>> start

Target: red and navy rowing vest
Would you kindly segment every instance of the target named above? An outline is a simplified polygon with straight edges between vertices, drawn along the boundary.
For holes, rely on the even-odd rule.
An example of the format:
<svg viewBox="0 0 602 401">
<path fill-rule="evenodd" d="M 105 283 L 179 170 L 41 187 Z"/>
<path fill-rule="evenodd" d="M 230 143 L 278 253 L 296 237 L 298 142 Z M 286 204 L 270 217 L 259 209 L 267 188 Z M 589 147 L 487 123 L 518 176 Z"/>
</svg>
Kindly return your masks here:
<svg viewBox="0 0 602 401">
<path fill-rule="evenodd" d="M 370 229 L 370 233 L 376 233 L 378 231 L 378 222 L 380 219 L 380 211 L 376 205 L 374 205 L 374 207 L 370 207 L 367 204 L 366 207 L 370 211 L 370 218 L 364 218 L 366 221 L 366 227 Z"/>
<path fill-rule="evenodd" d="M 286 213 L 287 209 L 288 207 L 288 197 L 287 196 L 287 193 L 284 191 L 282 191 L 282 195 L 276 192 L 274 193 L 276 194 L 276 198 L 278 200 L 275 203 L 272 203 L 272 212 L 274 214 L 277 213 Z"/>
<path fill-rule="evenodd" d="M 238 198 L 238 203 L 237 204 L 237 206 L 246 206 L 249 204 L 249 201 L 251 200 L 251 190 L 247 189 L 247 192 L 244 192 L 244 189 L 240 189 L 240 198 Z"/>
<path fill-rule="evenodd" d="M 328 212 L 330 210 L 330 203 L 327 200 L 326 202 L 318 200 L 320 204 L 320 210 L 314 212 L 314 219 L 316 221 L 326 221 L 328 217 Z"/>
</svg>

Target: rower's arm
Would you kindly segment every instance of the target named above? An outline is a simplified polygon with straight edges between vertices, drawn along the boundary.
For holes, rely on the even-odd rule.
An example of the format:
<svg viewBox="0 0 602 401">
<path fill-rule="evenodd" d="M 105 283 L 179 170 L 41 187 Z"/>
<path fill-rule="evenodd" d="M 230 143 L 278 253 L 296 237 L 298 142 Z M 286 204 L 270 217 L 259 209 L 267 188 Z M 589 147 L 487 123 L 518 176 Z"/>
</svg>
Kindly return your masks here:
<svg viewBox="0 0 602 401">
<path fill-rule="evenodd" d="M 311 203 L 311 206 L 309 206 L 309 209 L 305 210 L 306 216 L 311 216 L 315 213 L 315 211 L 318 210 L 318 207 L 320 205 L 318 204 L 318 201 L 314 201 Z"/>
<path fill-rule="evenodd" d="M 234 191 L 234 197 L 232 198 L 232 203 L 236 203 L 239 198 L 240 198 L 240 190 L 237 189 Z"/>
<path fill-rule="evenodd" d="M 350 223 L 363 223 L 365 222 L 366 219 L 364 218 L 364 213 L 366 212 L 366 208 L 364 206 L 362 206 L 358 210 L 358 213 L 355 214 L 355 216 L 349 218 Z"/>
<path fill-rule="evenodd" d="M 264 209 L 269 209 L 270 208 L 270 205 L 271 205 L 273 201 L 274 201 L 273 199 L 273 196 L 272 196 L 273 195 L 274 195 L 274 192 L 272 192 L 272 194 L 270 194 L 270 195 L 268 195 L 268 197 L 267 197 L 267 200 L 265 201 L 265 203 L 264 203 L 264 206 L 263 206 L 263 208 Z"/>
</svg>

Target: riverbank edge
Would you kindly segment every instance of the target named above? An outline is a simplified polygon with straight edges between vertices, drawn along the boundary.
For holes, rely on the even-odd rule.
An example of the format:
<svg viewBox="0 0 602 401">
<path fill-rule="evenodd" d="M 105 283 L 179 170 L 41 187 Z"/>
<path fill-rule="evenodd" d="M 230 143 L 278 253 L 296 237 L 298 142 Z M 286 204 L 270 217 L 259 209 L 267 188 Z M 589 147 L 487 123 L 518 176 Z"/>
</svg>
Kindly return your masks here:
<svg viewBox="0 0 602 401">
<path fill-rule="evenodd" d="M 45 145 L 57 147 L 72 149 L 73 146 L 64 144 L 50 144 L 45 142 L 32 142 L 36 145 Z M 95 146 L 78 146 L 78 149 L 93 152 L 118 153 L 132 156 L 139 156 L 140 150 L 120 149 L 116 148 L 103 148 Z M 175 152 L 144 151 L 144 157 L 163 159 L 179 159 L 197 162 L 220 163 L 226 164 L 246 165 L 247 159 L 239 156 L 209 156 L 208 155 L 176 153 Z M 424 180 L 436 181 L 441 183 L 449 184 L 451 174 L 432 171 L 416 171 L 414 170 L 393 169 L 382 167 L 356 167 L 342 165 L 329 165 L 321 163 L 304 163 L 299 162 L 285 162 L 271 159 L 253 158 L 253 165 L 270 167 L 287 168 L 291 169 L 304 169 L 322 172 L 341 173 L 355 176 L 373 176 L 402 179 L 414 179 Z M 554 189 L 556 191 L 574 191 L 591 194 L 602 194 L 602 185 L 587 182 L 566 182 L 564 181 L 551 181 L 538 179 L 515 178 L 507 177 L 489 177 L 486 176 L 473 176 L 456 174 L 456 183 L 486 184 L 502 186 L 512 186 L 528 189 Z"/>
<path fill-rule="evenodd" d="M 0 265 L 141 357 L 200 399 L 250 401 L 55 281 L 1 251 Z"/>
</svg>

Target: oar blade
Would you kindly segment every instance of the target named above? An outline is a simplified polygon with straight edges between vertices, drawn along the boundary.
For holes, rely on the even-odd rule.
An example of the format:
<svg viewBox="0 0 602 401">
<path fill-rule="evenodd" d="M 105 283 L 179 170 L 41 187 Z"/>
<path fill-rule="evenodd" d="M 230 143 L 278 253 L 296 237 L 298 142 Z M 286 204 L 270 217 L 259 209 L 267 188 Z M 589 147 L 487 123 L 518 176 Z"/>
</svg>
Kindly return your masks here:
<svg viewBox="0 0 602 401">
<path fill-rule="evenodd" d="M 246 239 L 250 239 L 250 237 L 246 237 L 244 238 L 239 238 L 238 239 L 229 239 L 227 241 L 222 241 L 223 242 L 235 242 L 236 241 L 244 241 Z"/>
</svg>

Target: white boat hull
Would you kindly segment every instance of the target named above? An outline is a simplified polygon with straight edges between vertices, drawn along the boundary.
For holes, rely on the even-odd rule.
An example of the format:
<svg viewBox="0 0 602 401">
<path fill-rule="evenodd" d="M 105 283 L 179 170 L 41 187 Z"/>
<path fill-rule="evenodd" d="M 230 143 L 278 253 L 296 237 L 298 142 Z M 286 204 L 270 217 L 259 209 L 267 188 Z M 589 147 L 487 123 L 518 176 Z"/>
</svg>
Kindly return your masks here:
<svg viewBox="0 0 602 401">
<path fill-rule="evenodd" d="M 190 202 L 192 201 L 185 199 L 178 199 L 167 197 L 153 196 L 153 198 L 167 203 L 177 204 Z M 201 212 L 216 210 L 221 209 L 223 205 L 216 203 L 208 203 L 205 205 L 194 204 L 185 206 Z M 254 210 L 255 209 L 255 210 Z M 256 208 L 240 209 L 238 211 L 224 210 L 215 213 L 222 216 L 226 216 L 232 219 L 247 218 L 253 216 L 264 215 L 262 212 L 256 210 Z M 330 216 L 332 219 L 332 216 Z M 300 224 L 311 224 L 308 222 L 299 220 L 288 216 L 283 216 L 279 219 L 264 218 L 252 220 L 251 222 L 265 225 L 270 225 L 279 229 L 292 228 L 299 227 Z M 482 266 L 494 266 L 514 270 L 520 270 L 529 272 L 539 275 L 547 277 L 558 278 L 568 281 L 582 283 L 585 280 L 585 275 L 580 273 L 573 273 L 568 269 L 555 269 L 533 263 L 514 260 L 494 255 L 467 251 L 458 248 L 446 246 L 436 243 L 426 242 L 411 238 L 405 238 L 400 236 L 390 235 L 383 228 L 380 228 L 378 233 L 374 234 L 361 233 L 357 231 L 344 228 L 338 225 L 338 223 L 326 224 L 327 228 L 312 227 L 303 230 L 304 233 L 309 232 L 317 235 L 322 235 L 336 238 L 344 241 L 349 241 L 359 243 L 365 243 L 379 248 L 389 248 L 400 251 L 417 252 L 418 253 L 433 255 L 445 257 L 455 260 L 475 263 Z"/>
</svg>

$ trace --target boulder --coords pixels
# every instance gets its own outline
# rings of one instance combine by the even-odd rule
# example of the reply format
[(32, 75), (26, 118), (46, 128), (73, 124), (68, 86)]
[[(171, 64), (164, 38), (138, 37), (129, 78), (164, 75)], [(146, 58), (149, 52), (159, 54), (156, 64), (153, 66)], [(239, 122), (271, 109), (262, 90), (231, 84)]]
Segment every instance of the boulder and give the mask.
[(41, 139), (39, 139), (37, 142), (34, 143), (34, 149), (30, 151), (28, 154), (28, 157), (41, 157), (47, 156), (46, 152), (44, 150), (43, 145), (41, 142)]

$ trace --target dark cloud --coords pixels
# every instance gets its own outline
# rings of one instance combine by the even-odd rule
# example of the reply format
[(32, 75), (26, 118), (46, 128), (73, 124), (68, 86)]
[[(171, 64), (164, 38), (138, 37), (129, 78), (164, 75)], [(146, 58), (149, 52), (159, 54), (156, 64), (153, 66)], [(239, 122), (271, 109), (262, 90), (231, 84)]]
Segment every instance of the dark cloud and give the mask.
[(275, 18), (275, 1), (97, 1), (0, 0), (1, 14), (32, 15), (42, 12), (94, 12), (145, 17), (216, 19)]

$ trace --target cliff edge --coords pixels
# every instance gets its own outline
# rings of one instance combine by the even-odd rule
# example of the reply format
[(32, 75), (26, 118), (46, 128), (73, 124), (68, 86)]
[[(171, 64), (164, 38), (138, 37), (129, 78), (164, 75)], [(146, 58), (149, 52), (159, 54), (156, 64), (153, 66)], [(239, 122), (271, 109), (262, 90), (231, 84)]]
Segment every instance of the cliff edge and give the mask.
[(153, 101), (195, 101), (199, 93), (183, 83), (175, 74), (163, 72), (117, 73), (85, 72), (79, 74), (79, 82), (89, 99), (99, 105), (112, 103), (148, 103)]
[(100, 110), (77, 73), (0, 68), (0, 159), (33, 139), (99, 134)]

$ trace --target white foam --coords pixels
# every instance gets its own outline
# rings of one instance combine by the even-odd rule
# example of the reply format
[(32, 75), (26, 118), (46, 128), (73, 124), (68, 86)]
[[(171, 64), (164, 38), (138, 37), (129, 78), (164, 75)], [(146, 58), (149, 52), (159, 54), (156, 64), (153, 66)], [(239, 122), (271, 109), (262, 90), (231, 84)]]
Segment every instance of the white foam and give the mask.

>> end

→ WHAT IS EXPECTED: Format the lines above as a JSON list of strings, one string per line, starting at the line containing "cloud --coords pixels" and ending at the line containing "139), (99, 134)]", with both of those lines included. Leave out blank lines.

→ CORRECT RESULT:
[
  "$ trace --target dark cloud --coords pixels",
  "# every instance gets its own outline",
  "# rings of one instance combine by the even-odd rule",
  "# example of the reply format",
  "[(32, 75), (26, 118), (46, 128), (73, 124), (68, 86)]",
  "[[(171, 64), (164, 38), (138, 37), (129, 78), (164, 75)], [(146, 58), (149, 52), (159, 54), (156, 64), (153, 66)], [(239, 122), (271, 109), (262, 90), (231, 84)]]",
  "Segment every instance of the dark cloud and give the mask.",
  "[(275, 18), (275, 1), (97, 1), (0, 0), (1, 14), (32, 15), (42, 12), (94, 12), (145, 17), (216, 19)]",
  "$ trace --target cliff edge --coords pixels",
  "# every instance gets its own outline",
  "# rings of one instance combine by the even-odd rule",
  "# example of the reply format",
  "[(32, 75), (26, 118), (46, 128), (73, 124), (68, 86)]",
  "[[(171, 64), (164, 38), (138, 37), (129, 78), (164, 75)], [(146, 58), (149, 52), (159, 54), (156, 64), (153, 66)], [(239, 122), (271, 109), (262, 90), (231, 84)]]",
  "Segment every instance of the cliff edge and give the mask.",
  "[(153, 101), (195, 101), (199, 93), (183, 83), (175, 74), (163, 72), (117, 73), (85, 72), (79, 74), (79, 82), (89, 99), (99, 105), (112, 103), (148, 103)]",
  "[(100, 110), (77, 73), (0, 68), (0, 159), (33, 139), (99, 134)]"
]